● What you are asked to do:
Return every line of the entries below that contains the string "floor", matching its case exactly.

● Extracted records:
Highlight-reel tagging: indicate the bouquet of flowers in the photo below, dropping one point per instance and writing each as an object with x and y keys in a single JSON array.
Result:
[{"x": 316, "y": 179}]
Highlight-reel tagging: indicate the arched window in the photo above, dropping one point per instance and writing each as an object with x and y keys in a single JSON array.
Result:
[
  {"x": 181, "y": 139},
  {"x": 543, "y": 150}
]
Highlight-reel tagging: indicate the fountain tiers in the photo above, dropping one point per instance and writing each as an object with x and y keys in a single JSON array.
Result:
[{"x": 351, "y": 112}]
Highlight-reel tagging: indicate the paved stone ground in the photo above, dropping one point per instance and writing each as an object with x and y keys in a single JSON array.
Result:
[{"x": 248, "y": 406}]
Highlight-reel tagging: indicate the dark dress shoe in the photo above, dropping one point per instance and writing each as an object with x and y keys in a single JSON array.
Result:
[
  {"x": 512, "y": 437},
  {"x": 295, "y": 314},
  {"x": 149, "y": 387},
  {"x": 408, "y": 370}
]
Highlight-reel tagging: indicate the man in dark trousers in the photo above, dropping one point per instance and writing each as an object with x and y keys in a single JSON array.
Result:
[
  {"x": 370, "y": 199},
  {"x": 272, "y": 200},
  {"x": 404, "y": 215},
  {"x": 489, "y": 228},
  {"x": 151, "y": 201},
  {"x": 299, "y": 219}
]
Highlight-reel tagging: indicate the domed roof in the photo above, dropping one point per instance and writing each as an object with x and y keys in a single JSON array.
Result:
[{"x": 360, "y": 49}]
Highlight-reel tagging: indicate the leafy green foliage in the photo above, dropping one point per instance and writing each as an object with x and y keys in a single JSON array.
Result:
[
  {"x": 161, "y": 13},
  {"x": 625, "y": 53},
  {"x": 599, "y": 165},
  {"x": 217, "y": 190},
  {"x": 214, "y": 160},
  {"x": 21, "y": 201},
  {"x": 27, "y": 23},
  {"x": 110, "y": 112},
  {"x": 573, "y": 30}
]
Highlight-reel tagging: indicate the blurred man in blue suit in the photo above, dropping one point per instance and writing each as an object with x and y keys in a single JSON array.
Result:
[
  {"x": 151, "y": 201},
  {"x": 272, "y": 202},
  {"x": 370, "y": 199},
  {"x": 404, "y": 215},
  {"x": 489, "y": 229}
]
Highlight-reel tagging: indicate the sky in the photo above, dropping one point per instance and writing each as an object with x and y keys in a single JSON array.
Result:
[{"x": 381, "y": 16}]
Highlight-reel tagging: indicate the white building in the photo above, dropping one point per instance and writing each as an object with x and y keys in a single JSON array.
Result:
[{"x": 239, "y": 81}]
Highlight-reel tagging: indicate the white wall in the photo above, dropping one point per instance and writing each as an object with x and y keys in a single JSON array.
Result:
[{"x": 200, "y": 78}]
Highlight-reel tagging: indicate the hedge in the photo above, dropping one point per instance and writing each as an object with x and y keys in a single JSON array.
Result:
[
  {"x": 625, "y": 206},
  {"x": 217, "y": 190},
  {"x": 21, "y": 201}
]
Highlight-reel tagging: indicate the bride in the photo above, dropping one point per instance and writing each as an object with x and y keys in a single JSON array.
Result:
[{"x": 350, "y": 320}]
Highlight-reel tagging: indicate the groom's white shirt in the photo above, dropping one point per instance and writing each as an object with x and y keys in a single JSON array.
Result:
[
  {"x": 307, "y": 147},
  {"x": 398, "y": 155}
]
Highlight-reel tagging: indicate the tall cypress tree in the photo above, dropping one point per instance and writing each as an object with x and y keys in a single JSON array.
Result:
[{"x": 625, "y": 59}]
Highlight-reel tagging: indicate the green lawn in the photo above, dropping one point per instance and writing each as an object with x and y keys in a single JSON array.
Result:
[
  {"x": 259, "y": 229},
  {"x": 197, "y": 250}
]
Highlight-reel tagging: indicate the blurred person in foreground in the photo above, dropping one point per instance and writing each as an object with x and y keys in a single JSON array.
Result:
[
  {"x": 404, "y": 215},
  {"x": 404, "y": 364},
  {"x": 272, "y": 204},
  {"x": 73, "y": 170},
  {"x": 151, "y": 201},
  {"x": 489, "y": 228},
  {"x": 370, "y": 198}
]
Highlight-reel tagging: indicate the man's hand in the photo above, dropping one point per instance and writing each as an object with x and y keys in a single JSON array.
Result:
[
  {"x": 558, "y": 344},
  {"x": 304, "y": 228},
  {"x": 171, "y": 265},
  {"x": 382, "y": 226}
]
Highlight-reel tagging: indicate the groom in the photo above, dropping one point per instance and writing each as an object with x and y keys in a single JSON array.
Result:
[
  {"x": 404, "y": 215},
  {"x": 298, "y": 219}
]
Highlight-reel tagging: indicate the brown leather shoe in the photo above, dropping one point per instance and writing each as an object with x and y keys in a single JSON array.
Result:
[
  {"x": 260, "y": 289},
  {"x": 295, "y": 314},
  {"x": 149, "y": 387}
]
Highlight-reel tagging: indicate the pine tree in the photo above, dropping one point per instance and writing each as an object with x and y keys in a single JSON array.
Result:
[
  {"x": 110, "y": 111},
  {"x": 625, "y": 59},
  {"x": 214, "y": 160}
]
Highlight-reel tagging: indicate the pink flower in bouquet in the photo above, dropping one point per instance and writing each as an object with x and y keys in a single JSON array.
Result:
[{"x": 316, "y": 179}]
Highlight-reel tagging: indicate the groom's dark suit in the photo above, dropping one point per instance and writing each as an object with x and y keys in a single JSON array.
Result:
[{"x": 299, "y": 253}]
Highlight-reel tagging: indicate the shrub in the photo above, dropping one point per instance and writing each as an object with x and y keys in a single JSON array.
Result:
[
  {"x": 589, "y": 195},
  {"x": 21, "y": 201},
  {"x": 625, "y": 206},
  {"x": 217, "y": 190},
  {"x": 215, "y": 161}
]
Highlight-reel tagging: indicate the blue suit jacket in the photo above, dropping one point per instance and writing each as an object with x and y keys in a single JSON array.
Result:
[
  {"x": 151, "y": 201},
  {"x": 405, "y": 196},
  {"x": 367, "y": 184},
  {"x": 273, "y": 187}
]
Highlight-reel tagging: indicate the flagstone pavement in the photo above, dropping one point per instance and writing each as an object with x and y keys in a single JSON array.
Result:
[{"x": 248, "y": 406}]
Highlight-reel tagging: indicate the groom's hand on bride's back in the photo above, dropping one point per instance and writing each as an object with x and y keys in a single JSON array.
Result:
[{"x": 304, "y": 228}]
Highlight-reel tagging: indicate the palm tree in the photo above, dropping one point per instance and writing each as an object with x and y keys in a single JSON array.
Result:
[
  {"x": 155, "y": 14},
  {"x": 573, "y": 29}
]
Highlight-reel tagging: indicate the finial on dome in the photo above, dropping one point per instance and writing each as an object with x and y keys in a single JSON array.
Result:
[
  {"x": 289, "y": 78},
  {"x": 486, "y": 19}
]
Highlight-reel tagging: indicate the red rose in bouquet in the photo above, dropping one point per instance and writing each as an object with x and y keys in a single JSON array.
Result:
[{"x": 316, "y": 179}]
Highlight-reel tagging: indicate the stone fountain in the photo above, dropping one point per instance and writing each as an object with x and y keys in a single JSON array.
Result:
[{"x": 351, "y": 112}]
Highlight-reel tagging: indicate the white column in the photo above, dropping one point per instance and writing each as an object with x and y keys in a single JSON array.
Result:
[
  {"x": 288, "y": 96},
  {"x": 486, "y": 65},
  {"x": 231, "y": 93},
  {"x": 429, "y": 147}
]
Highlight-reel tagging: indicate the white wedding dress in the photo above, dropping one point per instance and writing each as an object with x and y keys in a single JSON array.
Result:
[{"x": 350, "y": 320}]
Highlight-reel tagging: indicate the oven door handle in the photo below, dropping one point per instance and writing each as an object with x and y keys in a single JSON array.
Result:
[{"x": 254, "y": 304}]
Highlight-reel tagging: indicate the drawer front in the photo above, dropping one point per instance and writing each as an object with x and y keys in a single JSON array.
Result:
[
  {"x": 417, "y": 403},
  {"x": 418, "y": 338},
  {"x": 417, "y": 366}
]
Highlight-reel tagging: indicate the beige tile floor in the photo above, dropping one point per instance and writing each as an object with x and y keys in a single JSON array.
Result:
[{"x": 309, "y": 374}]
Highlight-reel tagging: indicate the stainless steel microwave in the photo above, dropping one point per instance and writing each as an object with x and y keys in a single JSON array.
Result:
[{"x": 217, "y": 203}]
---
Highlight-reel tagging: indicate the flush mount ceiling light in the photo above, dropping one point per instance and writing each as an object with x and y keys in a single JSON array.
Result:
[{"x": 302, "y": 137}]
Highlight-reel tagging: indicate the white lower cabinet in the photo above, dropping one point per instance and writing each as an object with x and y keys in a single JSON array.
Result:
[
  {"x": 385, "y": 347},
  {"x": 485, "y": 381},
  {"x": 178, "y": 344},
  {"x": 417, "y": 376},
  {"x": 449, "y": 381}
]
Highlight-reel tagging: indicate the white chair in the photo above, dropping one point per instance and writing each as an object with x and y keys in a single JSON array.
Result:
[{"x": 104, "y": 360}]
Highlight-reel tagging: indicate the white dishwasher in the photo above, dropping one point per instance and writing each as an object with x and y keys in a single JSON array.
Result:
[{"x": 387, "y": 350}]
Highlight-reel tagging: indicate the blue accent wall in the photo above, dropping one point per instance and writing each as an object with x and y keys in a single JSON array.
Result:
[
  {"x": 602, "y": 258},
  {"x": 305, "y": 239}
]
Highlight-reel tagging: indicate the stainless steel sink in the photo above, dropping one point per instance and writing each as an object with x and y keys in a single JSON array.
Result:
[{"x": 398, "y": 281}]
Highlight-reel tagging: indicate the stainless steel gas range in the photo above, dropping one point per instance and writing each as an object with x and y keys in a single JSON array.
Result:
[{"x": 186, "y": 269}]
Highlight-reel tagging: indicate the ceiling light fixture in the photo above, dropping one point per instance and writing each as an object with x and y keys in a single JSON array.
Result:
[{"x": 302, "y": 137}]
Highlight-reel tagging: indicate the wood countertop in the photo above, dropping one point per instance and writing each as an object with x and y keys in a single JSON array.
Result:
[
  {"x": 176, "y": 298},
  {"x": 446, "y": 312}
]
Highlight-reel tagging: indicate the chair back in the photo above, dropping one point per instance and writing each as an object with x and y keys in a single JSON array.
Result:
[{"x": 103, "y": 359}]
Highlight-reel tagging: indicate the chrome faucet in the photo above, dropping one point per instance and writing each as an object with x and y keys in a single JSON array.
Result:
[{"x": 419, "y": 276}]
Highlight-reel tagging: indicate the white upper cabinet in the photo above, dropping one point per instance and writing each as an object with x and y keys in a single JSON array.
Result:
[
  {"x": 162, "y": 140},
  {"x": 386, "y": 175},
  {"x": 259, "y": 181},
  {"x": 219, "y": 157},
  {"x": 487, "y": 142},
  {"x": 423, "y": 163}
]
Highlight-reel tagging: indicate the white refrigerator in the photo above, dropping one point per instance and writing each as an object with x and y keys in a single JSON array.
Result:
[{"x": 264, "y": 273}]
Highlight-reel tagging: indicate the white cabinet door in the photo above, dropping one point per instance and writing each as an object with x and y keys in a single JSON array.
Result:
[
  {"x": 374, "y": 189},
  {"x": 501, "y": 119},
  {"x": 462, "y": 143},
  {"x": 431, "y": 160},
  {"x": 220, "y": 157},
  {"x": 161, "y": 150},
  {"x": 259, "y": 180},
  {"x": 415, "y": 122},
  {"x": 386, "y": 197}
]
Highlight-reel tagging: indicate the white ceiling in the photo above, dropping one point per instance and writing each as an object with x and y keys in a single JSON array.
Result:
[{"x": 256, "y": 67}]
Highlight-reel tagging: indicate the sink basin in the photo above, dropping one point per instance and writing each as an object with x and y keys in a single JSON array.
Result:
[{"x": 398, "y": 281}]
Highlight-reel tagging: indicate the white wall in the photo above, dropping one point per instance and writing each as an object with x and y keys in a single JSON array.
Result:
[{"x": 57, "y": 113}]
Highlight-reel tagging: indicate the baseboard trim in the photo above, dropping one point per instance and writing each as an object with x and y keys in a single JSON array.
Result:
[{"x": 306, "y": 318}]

● Written reply:
Highlight-reel tagging: indicate the beige tile floor in the photo above, dropping one point per instance and writing each as an object with x and y keys in a single JSON array.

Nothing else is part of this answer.